#### [Prompt]
Return all of the data that follows precisely, leaving every image out.

(Stored items from a collection)
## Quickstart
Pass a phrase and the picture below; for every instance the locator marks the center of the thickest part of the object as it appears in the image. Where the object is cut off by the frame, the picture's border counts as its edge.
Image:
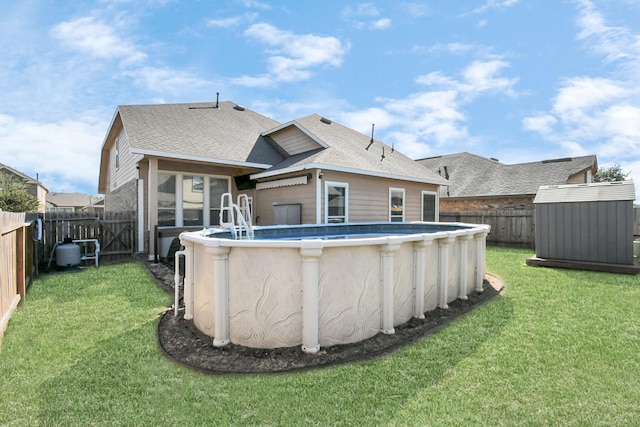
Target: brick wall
(122, 199)
(485, 204)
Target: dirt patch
(183, 342)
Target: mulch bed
(182, 342)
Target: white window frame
(179, 208)
(437, 204)
(404, 203)
(344, 185)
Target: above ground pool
(322, 285)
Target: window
(396, 204)
(430, 206)
(336, 202)
(166, 200)
(192, 200)
(217, 187)
(182, 200)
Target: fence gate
(115, 231)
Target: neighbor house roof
(340, 148)
(592, 192)
(70, 199)
(471, 175)
(25, 178)
(227, 134)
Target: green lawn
(557, 347)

#### [Task answer]
## Quickstart
Pass a phrase and the picture below; for every instance the locator marks the center of the thickest part of the object as it appears in the image. Where the object is cut off by the frame, the picture's border counts as its edge.
Image:
Target: brick wall
(122, 199)
(485, 204)
Target: dirt patch
(183, 342)
Target: mulch bed
(182, 342)
Target: white window frame
(179, 208)
(437, 204)
(404, 203)
(344, 185)
Target: above ground pool
(322, 285)
Target: window
(396, 204)
(430, 206)
(336, 202)
(166, 200)
(192, 200)
(217, 187)
(182, 200)
Target: fence gate
(115, 231)
Target: neighbor house roof
(340, 148)
(592, 192)
(70, 199)
(471, 175)
(25, 178)
(227, 134)
Target: green lawn
(557, 347)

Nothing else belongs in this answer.